* Problem *
What you should copy is the line containing "When the pointer" and all lines after it in the entries below, exactly and without anything added.

* Data for this exercise *
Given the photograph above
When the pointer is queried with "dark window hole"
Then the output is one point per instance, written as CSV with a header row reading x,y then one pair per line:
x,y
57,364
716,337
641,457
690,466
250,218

* Response box *
When the pointer is queried with "dark window hole"
Then the output is one point per instance, written as CSV with a header row reading x,y then one pair per line:
x,y
57,364
716,337
641,457
690,466
250,218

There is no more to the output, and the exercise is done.